Stored data entries
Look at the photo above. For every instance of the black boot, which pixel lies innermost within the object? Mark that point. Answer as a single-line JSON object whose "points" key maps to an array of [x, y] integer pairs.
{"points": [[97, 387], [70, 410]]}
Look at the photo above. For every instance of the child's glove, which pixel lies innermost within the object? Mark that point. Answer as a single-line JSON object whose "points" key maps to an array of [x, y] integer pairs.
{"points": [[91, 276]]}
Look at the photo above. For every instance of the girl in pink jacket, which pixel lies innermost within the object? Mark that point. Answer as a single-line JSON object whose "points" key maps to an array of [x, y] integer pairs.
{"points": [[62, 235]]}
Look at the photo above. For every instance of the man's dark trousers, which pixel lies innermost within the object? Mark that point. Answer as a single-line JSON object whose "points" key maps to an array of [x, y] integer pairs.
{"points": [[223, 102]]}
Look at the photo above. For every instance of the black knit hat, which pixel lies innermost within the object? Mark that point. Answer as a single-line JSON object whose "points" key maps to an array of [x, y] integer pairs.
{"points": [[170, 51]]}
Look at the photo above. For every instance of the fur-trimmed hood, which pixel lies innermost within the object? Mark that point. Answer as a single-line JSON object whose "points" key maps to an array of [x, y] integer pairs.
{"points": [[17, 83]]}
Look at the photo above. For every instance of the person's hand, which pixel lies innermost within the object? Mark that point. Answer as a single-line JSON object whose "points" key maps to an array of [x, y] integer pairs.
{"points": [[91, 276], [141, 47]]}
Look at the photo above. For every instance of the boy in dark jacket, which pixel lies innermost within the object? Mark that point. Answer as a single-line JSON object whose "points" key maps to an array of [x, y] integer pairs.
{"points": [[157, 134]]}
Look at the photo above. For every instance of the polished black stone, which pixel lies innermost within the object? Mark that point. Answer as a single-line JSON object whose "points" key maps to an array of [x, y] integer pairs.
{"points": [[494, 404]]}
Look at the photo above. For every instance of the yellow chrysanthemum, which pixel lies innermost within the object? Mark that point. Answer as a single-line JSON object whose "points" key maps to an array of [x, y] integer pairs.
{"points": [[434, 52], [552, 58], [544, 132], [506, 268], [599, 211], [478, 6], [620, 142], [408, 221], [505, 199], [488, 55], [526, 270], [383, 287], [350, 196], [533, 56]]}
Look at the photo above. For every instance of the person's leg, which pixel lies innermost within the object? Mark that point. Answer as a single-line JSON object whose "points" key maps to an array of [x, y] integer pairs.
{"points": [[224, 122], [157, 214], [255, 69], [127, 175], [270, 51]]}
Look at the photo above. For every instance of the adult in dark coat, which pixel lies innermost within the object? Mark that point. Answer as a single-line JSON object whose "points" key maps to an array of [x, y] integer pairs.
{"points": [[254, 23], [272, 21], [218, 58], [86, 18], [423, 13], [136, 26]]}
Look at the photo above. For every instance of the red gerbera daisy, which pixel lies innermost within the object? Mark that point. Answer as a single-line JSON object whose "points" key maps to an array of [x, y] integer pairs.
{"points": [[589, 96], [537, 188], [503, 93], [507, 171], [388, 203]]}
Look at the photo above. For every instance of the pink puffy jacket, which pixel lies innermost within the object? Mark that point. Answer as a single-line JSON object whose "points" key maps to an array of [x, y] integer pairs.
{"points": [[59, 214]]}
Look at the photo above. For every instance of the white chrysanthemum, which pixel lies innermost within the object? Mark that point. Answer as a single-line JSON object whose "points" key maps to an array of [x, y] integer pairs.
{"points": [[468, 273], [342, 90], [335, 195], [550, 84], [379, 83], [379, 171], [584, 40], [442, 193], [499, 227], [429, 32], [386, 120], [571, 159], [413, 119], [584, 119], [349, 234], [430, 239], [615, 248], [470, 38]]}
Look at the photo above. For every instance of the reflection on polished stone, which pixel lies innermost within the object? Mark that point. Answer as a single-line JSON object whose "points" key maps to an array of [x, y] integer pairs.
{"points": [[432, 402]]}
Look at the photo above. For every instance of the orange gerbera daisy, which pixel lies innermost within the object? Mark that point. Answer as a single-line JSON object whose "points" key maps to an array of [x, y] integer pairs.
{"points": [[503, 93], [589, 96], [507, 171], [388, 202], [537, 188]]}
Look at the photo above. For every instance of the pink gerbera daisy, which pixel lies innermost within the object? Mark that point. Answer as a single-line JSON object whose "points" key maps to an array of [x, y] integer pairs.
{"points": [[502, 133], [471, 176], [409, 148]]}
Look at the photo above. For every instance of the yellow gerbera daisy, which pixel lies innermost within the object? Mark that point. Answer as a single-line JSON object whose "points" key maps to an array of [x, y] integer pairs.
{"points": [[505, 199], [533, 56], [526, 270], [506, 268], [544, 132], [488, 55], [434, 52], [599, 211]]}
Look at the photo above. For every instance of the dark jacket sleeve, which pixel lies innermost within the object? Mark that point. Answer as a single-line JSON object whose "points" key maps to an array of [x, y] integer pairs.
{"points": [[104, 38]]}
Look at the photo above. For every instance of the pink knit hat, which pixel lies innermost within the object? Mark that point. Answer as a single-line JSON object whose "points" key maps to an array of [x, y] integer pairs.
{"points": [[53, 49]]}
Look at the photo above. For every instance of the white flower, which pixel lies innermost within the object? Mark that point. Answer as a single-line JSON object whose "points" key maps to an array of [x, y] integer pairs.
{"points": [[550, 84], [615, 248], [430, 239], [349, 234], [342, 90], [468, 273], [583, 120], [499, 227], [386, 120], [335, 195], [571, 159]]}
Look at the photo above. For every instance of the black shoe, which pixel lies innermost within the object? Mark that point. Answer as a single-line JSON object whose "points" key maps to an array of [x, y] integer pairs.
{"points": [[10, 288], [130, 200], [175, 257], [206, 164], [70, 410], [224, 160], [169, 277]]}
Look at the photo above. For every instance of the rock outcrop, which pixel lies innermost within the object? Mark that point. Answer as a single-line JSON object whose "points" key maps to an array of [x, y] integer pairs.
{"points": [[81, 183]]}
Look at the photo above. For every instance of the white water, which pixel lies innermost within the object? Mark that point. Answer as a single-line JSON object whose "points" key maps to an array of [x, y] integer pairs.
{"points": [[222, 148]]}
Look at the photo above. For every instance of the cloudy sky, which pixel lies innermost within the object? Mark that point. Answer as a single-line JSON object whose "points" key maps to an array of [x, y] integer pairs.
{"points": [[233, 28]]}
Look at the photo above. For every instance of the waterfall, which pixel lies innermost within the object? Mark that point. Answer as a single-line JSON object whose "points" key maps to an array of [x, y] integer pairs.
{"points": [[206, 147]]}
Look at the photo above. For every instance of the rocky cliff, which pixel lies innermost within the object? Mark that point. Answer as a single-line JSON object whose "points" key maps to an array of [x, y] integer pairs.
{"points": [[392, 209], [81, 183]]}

▸ WHAT THE TASK REQUIRES: Every record must be transcribed precisely, down to the last character.

▸ TASK OUTPUT:
Look at the photo above. For every instance of the black boot, which pixel lies innermost within the object? Mark that point. Answer as a single-line JSON object whose "points" key maps to an array of [x, y] integer pairs.
{"points": [[97, 387], [70, 410]]}
Look at the photo above. For every instance of the child's glove, which pixel lies innermost within the object? Mark that point. Answer as a single-line JSON object whose "points" key maps to an array of [x, y] integer pairs.
{"points": [[91, 276]]}
Look at the photo above. For every instance of the girl in pink jacket, which pixel lies innermost within the object? Mark that point. Answer as a single-line JSON object whose "points" key maps to an array of [x, y] integer pairs.
{"points": [[62, 235]]}
Look at the photo above. For every instance of the man's dark trousers, which pixel lies innermost within the object? Mark that point. Answer as a single-line JSON object whose "points" key maps to an array of [x, y] integer pairs.
{"points": [[223, 102]]}
Look at the photo above. For every instance of the black knit hat, which pixel lies innermost within the object? Mark that point. Answer as a single-line JSON object whose "points" key maps to an array of [x, y] integer pairs.
{"points": [[170, 51]]}
Look at the photo above. For every instance of the fur-trimmed hood, which pixel lies innermost within the object? Mark that point. Answer as a single-line JSON object whose "points" key maps to an array of [x, y] integer pairs.
{"points": [[17, 83]]}
Look at the photo above. For every instance of the person's hand, which pixel lies innermost within the object? Mark that point. Answer as a single-line JSON object whose "points" key maps to an array of [x, y] integer pairs.
{"points": [[91, 276], [141, 47]]}
Look at the photo above. For every instance of the boy in dark jacket, which pixel lies innermost within the object? Mark that point. Answer as a single-line JSON object whose "points" key maps to an array of [x, y] integer pairs.
{"points": [[157, 134]]}
Look at the photo above. For every instance of the polished black stone, which pixel lies innermost within the object? Mark that point. Answer as a single-line JSON object whose "points" key maps to an array of [x, y] integer pairs.
{"points": [[494, 404]]}
Look at the photo above. For every instance of the yellow chrysanthemum, which pixel lies innermost within the object? Mark that point. Answer as a single-line JSON object whose "points" key maps to an array of [x, y] integer pairs.
{"points": [[434, 52], [552, 58], [544, 132], [506, 268], [599, 211], [478, 6], [620, 142], [408, 221], [505, 199], [488, 55], [526, 270], [383, 287], [350, 196], [533, 56]]}
Look at the photo above. For every instance of the person's leg, which pixel lies innermost within the object? Mark that point. Answer as a single-line JSON object whose "points" key maps to an array of [x, y] integer pairs.
{"points": [[224, 122], [157, 214], [255, 69], [127, 175], [270, 51]]}
Look at the photo above. For every instance of the adult in dark coat, which pixel lies innermost within the object? Mark that point. Answer as a single-line JSON object whose "points" key maps to an array of [x, y] integer pairs.
{"points": [[254, 23], [272, 21], [218, 58], [86, 18], [423, 13], [136, 26]]}
Look at the photo above. For every instance of the red gerbera daisy, which pixel lies innermost within the object? Mark that point. Answer as a single-line JSON object whose "points" key maps to an array of [x, y] integer pairs.
{"points": [[589, 96], [537, 188], [503, 93], [507, 171], [388, 203]]}
Look at the photo above. For every instance of the pink puffy jacket, which pixel lies innermost within the object? Mark that point. Answer as a single-line JSON object whose "points" key maps to an array of [x, y] integer pairs.
{"points": [[59, 214]]}
Look at the photo above. For every instance of the white chrysanthemum, which pixel lies innermost within the object? Mark that point. Answer as a single-line JSON object whose "points" key maps to an array of [x, y] integer pairs.
{"points": [[468, 273], [342, 90], [335, 195], [550, 84], [379, 83], [379, 171], [584, 40], [442, 193], [499, 227], [429, 32], [386, 120], [571, 159], [413, 119], [584, 119], [349, 234], [430, 239], [615, 248], [470, 38]]}
Look at the photo above. For every instance of the reflection on polished stone, which pixel lies innermost within the object? Mark that point. Answer as a single-line JSON object whose "points" key maps to an array of [x, y] integer pairs.
{"points": [[432, 402]]}
Look at the photo above. For every instance of the orange gerbera daisy, which pixel lies innermost within the object? Mark that point. Answer as a single-line JSON object whose "points" key maps to an array of [x, y] integer pairs.
{"points": [[503, 93], [589, 96], [507, 171], [388, 202], [537, 188]]}
Look at the photo above. For every instance of the pink gerbera daisy, which pixel lies innermost within the object? Mark that point. Answer as a single-line JSON object whose "points" key maps to an array of [x, y] integer pairs.
{"points": [[502, 133], [471, 176], [409, 148]]}
Look at the photo above. For every instance of the yellow gerbera daisy, which pixel lies innermost within the object? Mark that point. Answer as a single-line JSON object whose "points" key maps to an array of [x, y] integer pairs.
{"points": [[505, 199], [533, 56], [526, 270], [506, 268], [544, 132], [488, 55], [434, 52], [599, 211]]}
Look at the photo above. For every instance of the dark jacket sleeve, which pixel lies innermost within the object? Mark that point. Answer as a single-line JSON object whose "points" key maps to an array of [x, y] integer pairs.
{"points": [[104, 38]]}
Look at the photo above. For every instance of the pink knit hat, which pixel lies innermost within the object? Mark that point. Answer as a single-line JSON object whose "points" key maps to an array of [x, y] integer pairs.
{"points": [[53, 49]]}
Look at the photo above. For every instance of the white flower, which pixel lies innermost within the object? Mark that point. Answer as a single-line JSON object whose "points" key maps to an array of [x, y] integer pairs.
{"points": [[550, 84], [615, 248], [430, 239], [349, 234], [342, 90], [468, 273], [583, 120], [499, 227], [386, 120], [335, 195], [571, 159]]}
Look at the photo above. For every instance of the black shoe, which pixel lies innermost within the object? Mark that point. Answer as a single-line JSON object whose "points" key maps to an array of [x, y] integer pairs.
{"points": [[10, 288], [130, 200], [175, 257], [206, 164], [70, 410], [224, 160], [169, 277]]}
Look at the photo above. For every instance of the rock outcrop, which pixel lies innermost within the object? Mark that point. Answer as a single-line JSON object whose "points" key maps to an array of [x, y] integer pairs.
{"points": [[81, 183]]}
Look at the photo above. For every instance of the white water, which pixel lies innermost within the object? Mark that point. Answer as a single-line JSON object whose "points" key maps to an array of [x, y] integer pairs.
{"points": [[222, 148]]}
Look at the photo above. For every instance of the cloudy sky, which pixel lies innermost within the object? Mark that point. Answer as a single-line JSON object whose "points" key maps to an array of [x, y] integer pairs.
{"points": [[233, 28]]}
Look at the photo above. For every instance of the waterfall, which pixel lies innermost within the object? Mark that point. Answer as a single-line JSON object whose "points" key maps to an array of [x, y] integer pairs.
{"points": [[206, 147]]}
Look at the photo above. For every instance of the rocky cliff, which pixel lies innermost within the object? Mark that point. Answer as a single-line JSON object whose "points" key maps to an array of [x, y] integer pairs.
{"points": [[392, 209], [81, 183]]}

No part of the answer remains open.